## What to work on
Comb the records below for the string "earbud" and copy each line where it turns up.

Saved entries
********************

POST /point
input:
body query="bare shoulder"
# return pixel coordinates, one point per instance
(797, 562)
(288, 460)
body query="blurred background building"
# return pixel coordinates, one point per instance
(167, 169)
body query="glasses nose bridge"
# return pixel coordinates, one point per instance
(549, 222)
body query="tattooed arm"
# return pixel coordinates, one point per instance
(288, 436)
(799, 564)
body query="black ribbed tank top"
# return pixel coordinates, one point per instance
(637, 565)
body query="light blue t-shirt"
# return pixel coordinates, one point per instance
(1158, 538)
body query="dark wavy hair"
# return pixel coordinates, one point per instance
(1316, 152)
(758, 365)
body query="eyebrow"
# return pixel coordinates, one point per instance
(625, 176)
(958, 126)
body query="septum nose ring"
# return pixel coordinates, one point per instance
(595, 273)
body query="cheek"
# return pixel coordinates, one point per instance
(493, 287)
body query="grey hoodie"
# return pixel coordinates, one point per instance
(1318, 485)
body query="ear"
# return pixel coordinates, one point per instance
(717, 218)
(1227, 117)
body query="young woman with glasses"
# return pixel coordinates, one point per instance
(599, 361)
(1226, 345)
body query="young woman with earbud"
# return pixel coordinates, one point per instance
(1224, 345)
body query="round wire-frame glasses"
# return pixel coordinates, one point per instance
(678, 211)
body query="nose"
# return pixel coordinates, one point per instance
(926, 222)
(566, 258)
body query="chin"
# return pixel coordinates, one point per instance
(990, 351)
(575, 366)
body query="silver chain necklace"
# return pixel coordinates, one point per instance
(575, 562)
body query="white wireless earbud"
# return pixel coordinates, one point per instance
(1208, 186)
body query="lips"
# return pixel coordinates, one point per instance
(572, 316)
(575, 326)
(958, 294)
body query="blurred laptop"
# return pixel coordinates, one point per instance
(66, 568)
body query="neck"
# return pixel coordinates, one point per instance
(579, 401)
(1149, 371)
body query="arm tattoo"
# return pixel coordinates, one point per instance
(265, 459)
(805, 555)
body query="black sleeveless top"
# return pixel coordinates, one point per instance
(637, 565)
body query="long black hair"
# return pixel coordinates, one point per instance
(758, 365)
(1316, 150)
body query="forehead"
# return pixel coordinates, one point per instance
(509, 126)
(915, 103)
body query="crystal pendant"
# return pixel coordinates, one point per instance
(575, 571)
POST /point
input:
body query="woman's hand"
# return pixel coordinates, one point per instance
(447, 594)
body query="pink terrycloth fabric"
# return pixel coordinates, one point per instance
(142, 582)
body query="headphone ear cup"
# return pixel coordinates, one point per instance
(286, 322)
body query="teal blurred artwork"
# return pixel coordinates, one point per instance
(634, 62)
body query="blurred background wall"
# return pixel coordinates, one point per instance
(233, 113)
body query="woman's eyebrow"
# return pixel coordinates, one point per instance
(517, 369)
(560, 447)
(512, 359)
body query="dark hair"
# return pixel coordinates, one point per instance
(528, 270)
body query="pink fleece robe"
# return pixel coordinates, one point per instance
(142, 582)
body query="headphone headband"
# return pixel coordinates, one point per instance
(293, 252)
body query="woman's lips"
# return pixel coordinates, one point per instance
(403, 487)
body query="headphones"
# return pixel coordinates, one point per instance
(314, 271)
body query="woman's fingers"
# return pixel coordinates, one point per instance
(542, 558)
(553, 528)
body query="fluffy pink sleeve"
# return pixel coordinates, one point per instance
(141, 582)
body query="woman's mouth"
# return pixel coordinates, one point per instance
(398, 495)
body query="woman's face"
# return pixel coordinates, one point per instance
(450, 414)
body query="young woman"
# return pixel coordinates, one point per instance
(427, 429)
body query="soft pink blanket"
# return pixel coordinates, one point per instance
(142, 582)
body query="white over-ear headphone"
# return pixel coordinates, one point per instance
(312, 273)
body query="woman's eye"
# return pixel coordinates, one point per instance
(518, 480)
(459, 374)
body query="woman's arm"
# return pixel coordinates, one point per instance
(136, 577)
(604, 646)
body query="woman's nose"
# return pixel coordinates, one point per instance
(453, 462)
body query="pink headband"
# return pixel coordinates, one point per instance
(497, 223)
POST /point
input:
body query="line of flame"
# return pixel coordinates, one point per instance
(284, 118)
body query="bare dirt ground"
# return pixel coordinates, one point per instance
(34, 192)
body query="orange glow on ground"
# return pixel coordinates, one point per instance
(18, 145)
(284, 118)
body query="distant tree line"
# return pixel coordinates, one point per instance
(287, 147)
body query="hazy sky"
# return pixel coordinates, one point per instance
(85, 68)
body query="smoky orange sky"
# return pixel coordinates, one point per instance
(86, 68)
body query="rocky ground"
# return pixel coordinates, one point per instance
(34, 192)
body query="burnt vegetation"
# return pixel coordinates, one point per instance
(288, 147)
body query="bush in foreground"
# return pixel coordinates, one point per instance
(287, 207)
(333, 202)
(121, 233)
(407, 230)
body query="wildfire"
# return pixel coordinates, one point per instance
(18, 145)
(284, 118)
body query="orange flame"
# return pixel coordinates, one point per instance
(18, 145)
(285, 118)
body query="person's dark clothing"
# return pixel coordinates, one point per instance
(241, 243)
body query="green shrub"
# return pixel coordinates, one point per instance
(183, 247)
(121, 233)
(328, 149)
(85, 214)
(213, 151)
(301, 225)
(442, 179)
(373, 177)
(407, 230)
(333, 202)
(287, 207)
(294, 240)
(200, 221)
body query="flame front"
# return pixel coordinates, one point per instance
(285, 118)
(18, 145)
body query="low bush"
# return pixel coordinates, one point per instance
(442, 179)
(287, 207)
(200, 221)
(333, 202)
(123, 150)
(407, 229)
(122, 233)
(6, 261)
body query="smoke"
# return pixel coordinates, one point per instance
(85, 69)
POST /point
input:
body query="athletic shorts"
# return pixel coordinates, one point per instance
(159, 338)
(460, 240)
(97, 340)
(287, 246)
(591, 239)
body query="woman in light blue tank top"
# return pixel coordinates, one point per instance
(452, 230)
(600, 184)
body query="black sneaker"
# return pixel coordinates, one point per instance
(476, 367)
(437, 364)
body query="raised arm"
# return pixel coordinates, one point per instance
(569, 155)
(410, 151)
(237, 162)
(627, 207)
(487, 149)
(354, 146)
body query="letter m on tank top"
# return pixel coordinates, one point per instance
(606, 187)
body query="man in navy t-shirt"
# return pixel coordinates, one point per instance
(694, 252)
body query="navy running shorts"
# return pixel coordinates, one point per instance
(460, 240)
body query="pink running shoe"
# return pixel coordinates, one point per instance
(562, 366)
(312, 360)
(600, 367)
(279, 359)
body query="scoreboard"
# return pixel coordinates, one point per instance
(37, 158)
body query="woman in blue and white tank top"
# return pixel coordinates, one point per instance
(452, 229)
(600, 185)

********************

## Solution for this exercise
body query="young woman with earbud"
body query="white wireless earbud"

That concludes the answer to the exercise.